▸ Task statement
Put every line of all the items below into a numbered list, leaving out any blank lines.

(Extracted data entries)
====

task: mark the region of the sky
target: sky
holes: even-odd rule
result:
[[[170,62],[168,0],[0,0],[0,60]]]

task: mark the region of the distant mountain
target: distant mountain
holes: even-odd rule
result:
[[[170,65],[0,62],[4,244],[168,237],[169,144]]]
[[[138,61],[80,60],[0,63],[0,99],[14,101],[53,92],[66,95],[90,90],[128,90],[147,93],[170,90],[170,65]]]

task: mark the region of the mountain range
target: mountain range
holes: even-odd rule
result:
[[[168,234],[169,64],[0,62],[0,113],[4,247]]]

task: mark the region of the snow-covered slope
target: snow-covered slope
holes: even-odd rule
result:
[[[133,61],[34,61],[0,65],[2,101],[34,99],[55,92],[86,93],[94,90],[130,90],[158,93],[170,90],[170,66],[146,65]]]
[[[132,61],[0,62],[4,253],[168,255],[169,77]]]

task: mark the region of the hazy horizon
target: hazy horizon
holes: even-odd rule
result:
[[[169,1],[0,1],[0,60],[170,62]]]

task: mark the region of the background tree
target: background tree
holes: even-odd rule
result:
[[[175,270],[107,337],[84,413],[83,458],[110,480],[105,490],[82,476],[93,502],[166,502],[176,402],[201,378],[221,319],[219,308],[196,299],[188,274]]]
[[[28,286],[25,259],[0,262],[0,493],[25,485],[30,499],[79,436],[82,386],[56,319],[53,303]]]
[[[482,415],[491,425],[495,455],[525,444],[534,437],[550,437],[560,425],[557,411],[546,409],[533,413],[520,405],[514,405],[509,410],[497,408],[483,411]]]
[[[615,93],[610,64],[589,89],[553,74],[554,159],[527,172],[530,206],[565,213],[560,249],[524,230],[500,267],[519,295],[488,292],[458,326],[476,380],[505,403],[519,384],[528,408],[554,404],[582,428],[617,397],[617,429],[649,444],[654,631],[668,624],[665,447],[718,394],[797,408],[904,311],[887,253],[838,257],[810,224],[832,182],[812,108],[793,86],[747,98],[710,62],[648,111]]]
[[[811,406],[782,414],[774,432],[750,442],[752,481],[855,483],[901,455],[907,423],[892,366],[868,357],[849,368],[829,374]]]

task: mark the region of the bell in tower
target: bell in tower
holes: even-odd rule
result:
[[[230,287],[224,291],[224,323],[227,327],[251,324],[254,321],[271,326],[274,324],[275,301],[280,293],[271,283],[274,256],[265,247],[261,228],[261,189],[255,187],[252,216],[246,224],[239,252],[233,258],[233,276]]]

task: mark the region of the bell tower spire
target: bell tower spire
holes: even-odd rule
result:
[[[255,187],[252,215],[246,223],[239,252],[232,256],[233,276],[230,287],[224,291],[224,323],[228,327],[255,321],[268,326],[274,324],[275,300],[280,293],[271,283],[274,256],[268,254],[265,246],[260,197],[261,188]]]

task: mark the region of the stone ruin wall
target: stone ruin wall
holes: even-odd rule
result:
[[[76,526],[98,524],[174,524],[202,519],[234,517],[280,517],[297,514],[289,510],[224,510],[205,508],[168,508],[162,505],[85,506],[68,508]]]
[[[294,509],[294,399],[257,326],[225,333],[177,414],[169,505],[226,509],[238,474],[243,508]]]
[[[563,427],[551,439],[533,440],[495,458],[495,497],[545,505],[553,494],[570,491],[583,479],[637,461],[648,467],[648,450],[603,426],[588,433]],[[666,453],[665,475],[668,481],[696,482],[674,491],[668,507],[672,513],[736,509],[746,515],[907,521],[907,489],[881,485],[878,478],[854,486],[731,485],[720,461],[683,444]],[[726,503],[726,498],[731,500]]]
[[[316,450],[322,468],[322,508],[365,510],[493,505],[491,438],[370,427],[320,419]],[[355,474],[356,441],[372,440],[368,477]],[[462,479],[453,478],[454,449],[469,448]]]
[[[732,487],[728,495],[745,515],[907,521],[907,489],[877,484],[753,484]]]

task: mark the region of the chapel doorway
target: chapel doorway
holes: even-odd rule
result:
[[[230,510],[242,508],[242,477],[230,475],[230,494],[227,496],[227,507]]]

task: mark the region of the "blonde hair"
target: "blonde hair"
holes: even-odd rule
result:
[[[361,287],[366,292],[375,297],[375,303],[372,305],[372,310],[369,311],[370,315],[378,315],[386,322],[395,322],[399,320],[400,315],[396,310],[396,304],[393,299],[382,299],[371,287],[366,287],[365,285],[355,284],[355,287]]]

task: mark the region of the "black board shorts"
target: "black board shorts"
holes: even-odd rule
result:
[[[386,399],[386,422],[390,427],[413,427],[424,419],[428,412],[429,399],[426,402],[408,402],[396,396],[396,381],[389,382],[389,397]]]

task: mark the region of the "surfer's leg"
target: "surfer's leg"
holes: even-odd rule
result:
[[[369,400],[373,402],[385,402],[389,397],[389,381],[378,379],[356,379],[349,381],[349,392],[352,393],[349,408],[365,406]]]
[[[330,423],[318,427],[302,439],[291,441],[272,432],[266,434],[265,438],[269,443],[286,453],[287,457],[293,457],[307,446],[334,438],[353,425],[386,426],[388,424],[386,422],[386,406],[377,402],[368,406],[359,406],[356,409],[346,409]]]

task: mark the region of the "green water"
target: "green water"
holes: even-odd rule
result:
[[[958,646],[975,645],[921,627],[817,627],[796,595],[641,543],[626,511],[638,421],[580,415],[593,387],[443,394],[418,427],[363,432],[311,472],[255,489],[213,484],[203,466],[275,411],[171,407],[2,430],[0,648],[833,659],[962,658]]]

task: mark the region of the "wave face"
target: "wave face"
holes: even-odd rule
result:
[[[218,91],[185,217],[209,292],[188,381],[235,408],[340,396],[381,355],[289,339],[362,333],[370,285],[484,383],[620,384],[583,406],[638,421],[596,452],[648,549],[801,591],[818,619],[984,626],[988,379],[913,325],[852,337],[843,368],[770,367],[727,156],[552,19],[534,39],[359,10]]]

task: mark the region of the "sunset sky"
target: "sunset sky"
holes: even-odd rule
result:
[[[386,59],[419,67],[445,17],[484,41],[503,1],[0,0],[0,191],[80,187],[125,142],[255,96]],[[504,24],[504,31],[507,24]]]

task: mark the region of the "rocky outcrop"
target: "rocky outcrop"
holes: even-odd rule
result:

====

▸ Exercise solution
1. task: mark the region of the sky
2. target: sky
3. holes: even-odd rule
4. result:
5. [[[170,62],[168,0],[0,0],[0,60]]]
6. task: mark the region of the distant mountain
7. target: distant mountain
8. holes: even-odd rule
9. result:
10. [[[170,65],[0,62],[4,244],[168,237],[169,144]]]
11. [[[138,61],[80,60],[0,63],[0,99],[14,101],[53,92],[66,95],[90,90],[128,90],[147,93],[170,90],[170,65]]]
12. task: mark the region of the mountain range
13. target: mountain range
14. holes: even-odd rule
15. result:
16. [[[168,234],[169,64],[0,62],[0,113],[4,247]]]
17. task: mark the region of the snow-covered slope
18. target: snow-covered slope
19. holes: even-odd rule
20. result:
21. [[[133,61],[34,61],[0,65],[2,101],[34,99],[55,92],[86,93],[94,90],[130,90],[158,93],[170,90],[170,66],[146,65]]]
22. [[[132,61],[0,62],[4,253],[168,255],[169,77]]]
23. task: mark the region of the hazy horizon
24. target: hazy horizon
25. holes: even-odd rule
26. result:
27. [[[169,1],[0,1],[0,60],[170,62]]]
28. task: mark the region of the background tree
29. target: background tree
30. holes: even-odd rule
31. result:
32. [[[175,270],[107,337],[84,413],[83,458],[110,480],[105,490],[82,476],[93,502],[166,502],[176,402],[201,378],[221,319],[219,308],[196,299],[188,274]]]
33. [[[28,286],[25,259],[0,262],[0,493],[25,485],[30,499],[79,436],[82,386],[56,319],[53,303]]]
34. [[[482,415],[491,425],[495,455],[525,444],[534,437],[550,437],[560,425],[557,411],[546,409],[533,413],[520,405],[514,405],[509,410],[497,408],[483,411]]]
35. [[[615,93],[610,64],[589,89],[553,74],[554,159],[527,172],[530,206],[565,213],[560,249],[524,230],[500,267],[519,295],[488,292],[458,326],[476,380],[505,403],[519,384],[528,408],[554,404],[582,428],[617,397],[617,429],[649,444],[654,631],[668,624],[665,447],[718,394],[797,408],[904,311],[887,253],[838,257],[810,224],[832,182],[812,108],[793,86],[747,98],[710,62],[648,111]]]
36. [[[811,406],[782,414],[774,432],[750,442],[752,481],[855,483],[901,455],[907,423],[892,366],[868,357],[849,368],[829,374]]]
37. task: mark the region of the bell in tower
38. target: bell in tower
39. holes: even-odd rule
40. result:
41. [[[230,287],[224,291],[224,323],[227,327],[251,324],[254,321],[271,326],[274,324],[275,301],[280,293],[271,283],[274,256],[265,247],[261,228],[261,189],[255,187],[252,216],[246,224],[239,252],[233,258],[233,276]]]
42. task: mark the region of the bell tower spire
43. target: bell tower spire
44. holes: even-odd rule
45. result:
46. [[[255,187],[252,215],[246,223],[239,252],[232,256],[233,276],[230,287],[224,291],[224,323],[228,327],[255,321],[268,326],[274,324],[275,300],[280,293],[271,283],[274,256],[268,254],[265,246],[260,197],[261,188]]]
47. task: mark the region of the stone ruin wall
48. target: stone ruin wall
49. holes: even-odd rule
50. result:
51. [[[76,526],[98,524],[174,524],[202,519],[234,517],[280,517],[297,514],[289,510],[224,510],[205,508],[168,508],[162,505],[85,506],[68,508]]]
52. [[[294,509],[294,399],[257,326],[225,333],[177,414],[169,505],[226,509],[238,474],[243,508]]]
53. [[[563,427],[551,439],[533,440],[495,458],[495,497],[545,505],[553,494],[570,491],[583,479],[637,461],[648,467],[648,450],[603,426],[588,433]],[[666,453],[665,475],[668,481],[696,482],[674,491],[668,507],[672,513],[736,509],[746,515],[907,521],[907,489],[881,485],[878,478],[854,486],[731,485],[720,461],[683,444]],[[726,503],[726,498],[731,500]]]
54. [[[316,450],[322,468],[322,508],[365,510],[493,505],[491,438],[370,427],[320,419]],[[355,474],[356,441],[372,440],[368,477]],[[462,479],[453,478],[454,449],[469,448]]]
55. [[[732,487],[728,495],[745,515],[907,521],[907,489],[877,484],[753,484]]]
56. task: mark the region of the chapel doorway
57. target: chapel doorway
58. holes: even-odd rule
59. result:
60. [[[230,510],[242,508],[242,477],[230,475],[230,494],[227,496],[227,507]]]
61. task: mark the region of the "blonde hair"
62. target: "blonde hair"
63. holes: even-odd rule
64. result:
65. [[[361,287],[366,292],[375,297],[375,303],[372,305],[372,310],[369,311],[370,315],[378,315],[386,322],[395,322],[399,320],[400,315],[396,310],[396,304],[393,299],[382,299],[371,287],[366,287],[365,285],[355,284],[355,287]]]
66. task: mark the region of the "black board shorts"
67. target: "black board shorts"
68. holes: even-odd rule
69. result:
70. [[[386,399],[386,422],[390,427],[413,427],[424,419],[428,412],[429,399],[426,402],[408,402],[396,396],[396,381],[389,382],[389,397]]]
71. task: mark the region of the "surfer's leg"
72. target: "surfer's leg"
73. holes: even-odd rule
74. result:
75. [[[369,400],[373,402],[385,402],[389,397],[389,381],[378,379],[356,379],[349,381],[349,392],[352,393],[349,408],[365,406]]]
76. [[[330,423],[318,427],[302,439],[291,441],[272,432],[266,434],[265,438],[269,443],[286,453],[287,457],[293,457],[307,446],[334,438],[353,425],[386,426],[388,424],[386,422],[386,406],[377,402],[368,406],[359,406],[356,409],[346,409]]]
77. task: mark the region of the "green water"
78. target: "green water"
79. holes: even-odd rule
80. result:
81. [[[958,646],[975,645],[921,627],[817,627],[796,595],[641,543],[626,511],[638,421],[580,415],[593,387],[443,394],[418,427],[363,432],[311,472],[255,489],[213,484],[203,466],[275,411],[171,407],[2,430],[0,648],[833,659],[962,658]]]
82. task: mark the region of the "wave face"
83. target: "wave face"
84. holes: even-odd rule
85. result:
86. [[[218,91],[185,217],[209,292],[188,381],[235,408],[340,396],[381,355],[289,339],[362,333],[370,285],[484,383],[620,384],[583,406],[638,421],[596,452],[648,549],[801,591],[818,619],[984,626],[988,379],[913,325],[852,337],[843,368],[770,367],[727,156],[552,19],[534,39],[359,10]]]
87. task: mark the region of the "sunset sky"
88. target: "sunset sky"
89. holes: even-odd rule
90. result:
91. [[[386,59],[419,67],[445,17],[484,41],[503,1],[0,0],[0,191],[80,187],[125,142],[255,96]],[[504,24],[504,31],[507,24]]]
92. task: mark the region of the "rocky outcrop"
93. target: "rocky outcrop"
94. holes: even-odd rule
95. result:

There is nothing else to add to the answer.